Arbitron's sampling methodology is FAR moreimportantthanMrorMrsDePetro's misdeeds

Garrett Wollman wollman@bimajority.org
Sat Aug 23 13:45:05 EDT 2008


<<On Sat, 23 Aug 2008 12:56:25 -0400, "Dan Billings" <billings@suscom-maine.net> said:

> True.  But I do not think the comparison to radio ratings is valid.  It is 
> one thing to ask people who they voted for minutes after they voted.  It is 
> another thing entirely to track radio listening through self-reporting.

Of course, the PPM is intended to combat this problem (the difference
between recall and actual listening), although it won't do anything
about the tiny sample sizes.  (It looks even worse when you do
subgroup breakdown: what's the 95% confidence margin of sampling error
for men 18-34 who listen to AM drive in Portland?)

> In any case, my point was not on the polling methods but the flaw of the 
> whole system being based on the honesty of radio and advertising people.

Items

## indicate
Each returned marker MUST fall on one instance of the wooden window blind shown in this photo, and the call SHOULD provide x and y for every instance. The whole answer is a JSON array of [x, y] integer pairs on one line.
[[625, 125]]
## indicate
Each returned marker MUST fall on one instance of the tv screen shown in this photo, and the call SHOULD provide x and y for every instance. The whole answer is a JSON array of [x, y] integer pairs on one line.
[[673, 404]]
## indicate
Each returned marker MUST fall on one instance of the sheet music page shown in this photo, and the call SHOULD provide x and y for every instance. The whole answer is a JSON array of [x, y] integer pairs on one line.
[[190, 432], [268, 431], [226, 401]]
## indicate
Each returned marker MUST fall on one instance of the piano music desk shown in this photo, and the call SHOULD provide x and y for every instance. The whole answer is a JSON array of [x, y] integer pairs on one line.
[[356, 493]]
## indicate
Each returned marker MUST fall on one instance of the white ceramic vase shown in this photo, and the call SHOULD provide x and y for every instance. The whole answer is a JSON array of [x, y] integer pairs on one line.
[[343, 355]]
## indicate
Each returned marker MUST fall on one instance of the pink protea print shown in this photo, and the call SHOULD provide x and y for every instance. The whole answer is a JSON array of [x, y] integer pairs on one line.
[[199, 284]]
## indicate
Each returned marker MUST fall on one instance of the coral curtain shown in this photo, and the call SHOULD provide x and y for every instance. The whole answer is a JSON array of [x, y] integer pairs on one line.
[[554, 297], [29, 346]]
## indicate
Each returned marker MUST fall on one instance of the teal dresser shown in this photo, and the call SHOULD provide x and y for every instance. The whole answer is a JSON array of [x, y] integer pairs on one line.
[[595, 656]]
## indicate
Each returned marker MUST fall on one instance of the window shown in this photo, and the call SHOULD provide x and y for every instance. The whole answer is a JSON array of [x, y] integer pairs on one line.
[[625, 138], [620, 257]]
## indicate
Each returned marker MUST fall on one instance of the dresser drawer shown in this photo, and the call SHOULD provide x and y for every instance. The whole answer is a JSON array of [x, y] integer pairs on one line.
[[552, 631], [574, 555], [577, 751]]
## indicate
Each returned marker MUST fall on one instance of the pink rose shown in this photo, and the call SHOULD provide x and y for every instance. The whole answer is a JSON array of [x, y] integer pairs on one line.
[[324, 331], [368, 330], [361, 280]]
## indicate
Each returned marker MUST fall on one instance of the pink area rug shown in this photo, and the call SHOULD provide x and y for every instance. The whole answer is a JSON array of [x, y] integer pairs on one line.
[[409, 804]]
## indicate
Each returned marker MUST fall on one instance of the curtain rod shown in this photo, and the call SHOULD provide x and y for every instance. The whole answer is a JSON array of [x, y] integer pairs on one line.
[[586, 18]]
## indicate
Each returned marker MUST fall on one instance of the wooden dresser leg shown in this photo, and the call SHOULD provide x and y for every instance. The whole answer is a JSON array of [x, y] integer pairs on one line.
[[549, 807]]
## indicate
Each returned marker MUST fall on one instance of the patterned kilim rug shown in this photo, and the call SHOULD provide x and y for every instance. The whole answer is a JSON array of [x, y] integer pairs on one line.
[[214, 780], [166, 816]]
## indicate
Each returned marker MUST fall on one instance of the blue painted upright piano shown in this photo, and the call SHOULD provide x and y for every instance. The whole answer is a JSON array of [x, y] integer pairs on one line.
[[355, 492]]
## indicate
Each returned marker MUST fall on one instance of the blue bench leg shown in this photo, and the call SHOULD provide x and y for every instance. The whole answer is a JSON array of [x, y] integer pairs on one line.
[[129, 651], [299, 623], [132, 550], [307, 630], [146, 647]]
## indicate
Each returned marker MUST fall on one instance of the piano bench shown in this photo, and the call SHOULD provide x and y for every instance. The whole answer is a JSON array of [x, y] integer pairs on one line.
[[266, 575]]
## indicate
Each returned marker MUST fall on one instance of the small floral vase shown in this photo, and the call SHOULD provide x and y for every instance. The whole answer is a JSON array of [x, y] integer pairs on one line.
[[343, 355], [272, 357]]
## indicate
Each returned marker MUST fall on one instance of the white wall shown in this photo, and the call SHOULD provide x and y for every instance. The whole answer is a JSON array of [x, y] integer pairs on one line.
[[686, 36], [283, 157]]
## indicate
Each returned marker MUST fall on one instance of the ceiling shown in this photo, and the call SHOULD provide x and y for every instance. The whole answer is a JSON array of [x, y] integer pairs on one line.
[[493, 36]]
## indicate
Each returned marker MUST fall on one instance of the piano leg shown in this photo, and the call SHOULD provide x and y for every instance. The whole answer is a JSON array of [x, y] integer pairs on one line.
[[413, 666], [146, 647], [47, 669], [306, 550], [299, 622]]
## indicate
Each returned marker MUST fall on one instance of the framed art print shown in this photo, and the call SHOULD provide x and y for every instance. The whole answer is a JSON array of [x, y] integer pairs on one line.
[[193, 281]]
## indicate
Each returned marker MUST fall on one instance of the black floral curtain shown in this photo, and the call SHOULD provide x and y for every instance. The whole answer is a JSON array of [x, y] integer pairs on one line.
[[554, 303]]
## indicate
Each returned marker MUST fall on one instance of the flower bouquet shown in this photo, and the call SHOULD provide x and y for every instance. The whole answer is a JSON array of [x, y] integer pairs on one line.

Set exercise
In the mailing-list post on radio ratings, what is the PPM intended to combat?

Output for this task
The difference between recall and actual listening.